▶ [RECORD EXTRACTS]

[BEGIN]

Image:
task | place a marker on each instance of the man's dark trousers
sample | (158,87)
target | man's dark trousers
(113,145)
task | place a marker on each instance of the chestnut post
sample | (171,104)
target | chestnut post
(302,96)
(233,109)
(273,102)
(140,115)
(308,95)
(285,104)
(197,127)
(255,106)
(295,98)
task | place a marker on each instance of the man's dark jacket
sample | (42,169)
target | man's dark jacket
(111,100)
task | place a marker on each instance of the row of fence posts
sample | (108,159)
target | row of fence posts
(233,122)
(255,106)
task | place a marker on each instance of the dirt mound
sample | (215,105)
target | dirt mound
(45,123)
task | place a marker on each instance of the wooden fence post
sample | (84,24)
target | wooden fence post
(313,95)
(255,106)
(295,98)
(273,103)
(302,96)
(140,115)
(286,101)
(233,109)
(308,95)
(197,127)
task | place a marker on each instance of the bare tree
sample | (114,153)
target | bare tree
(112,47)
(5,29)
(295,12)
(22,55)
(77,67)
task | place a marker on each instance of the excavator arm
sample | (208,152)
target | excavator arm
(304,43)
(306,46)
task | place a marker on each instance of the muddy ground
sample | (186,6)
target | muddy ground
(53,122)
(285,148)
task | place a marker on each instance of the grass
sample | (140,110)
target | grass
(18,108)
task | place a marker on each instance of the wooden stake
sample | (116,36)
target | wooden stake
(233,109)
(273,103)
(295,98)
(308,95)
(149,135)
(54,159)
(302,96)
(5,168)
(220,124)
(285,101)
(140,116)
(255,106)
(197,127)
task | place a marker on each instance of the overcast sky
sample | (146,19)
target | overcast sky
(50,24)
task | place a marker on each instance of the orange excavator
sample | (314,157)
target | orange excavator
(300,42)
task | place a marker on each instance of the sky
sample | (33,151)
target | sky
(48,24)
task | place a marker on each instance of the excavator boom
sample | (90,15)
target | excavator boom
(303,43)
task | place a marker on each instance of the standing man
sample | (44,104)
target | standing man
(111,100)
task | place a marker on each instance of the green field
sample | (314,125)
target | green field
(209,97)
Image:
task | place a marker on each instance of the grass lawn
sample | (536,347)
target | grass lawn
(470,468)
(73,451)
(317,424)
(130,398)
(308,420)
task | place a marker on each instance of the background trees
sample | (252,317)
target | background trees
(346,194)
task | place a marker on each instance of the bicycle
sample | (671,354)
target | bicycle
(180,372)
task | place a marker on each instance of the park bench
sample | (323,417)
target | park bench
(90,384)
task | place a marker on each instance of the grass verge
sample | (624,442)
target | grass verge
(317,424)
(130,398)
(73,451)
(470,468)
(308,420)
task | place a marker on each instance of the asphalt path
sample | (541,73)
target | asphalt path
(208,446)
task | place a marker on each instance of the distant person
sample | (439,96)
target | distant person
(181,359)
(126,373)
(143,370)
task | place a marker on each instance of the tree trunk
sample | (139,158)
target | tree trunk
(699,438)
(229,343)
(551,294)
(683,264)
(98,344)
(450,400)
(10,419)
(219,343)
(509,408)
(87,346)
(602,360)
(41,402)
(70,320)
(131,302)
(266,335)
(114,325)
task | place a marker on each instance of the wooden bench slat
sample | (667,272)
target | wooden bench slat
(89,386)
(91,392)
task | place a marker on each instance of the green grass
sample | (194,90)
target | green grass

[END]

▶ [GOAL]
Copy every item above line for line, keeping every character unchanged.

▶ [RESULT OF THIS EXERCISE]
Image:
task | place a marker on each instance of the man's dark trousers
sample | (158,87)
target | man's dark trousers
(113,145)
task | place a marker on each instance of the chestnut post
sample | (171,104)
target | chestnut post
(302,96)
(233,109)
(273,102)
(140,115)
(308,95)
(285,104)
(197,127)
(255,106)
(295,98)
task | place a marker on each instance of the man's dark jacket
sample | (42,169)
target | man's dark jacket
(111,100)
task | place a marker on each instance of the row of fence posts
sample | (108,159)
target | row of fence posts
(233,122)
(255,106)
task | place a marker on each instance of the dirt mound
sample | (215,105)
target | dirt mound
(45,123)
task | place a marker on each instance of the wooden fence post
sample | (84,24)
target | wooden fence post
(313,95)
(255,106)
(295,98)
(273,103)
(302,96)
(140,115)
(286,101)
(233,109)
(308,95)
(197,127)
task | place a marker on each instance of the bare tree
sample | (114,153)
target | bare tree
(112,47)
(5,29)
(295,12)
(22,55)
(77,67)
task | place a marker on each instance of the excavator arm
sample | (208,152)
target | excavator arm
(304,43)
(306,46)
task | place a marker on each instance of the muddy ground
sample | (186,6)
target | muddy ground
(53,122)
(285,148)
task | place a marker on each instance of the grass
sample | (140,110)
target | grass
(18,108)
task | place a marker on each instance of the wooden stake
sample | (116,36)
target | wooden stake
(233,109)
(273,103)
(295,98)
(308,95)
(149,135)
(54,159)
(302,96)
(5,168)
(220,124)
(285,101)
(140,116)
(255,106)
(197,127)
task | place a marker on each instance of the overcast sky
sample | (146,19)
target | overcast sky
(50,24)
task | place a marker on each instance of the orange excavator
sample | (314,157)
target | orange excavator
(300,42)
task | place a marker on each instance of the sky
sample | (33,151)
target | sky
(48,24)
task | place a marker on each instance of the excavator boom
sample | (90,15)
target | excavator boom
(303,43)
task | place a marker on each instance of the standing man
sample | (44,104)
target | standing man
(111,100)
task | place a marker on each instance of the green field
sample | (314,125)
target | green field
(209,97)
Image:
task | place a marker on each instance of the grass lawn
sample | (536,347)
target | grass lawn
(470,468)
(73,451)
(317,424)
(130,398)
(308,420)
task | place a marker on each instance of the background trees
sample | (252,317)
target | background trees
(346,194)
task | place a marker on each instance of the bicycle
sample | (671,354)
target | bicycle
(180,372)
task | place a marker on each instance of the park bench
sample | (323,417)
target | park bench
(90,384)
task | place a marker on each instance of the grass verge
sample | (624,442)
target | grass verge
(317,424)
(130,398)
(73,451)
(470,468)
(308,420)
task | place a marker on each instance of the asphalt path
sample | (541,73)
target | asphalt path
(208,446)
task | place a marker on each instance of the distant person
sample | (439,96)
target | distant person
(181,359)
(126,373)
(143,370)
task | place a marker on each instance of the tree trunk
sample | (139,158)
target | tree trunk
(699,438)
(229,343)
(551,294)
(683,264)
(98,344)
(450,400)
(10,419)
(219,343)
(509,408)
(87,346)
(602,360)
(41,402)
(70,320)
(131,302)
(266,335)
(114,325)
task | place a marker on each instance of the wooden bench slat
sample | (667,272)
target | wooden bench slat
(89,386)
(91,392)
task | place a marker on each instance of the green grass
sample | (194,90)
target | green grass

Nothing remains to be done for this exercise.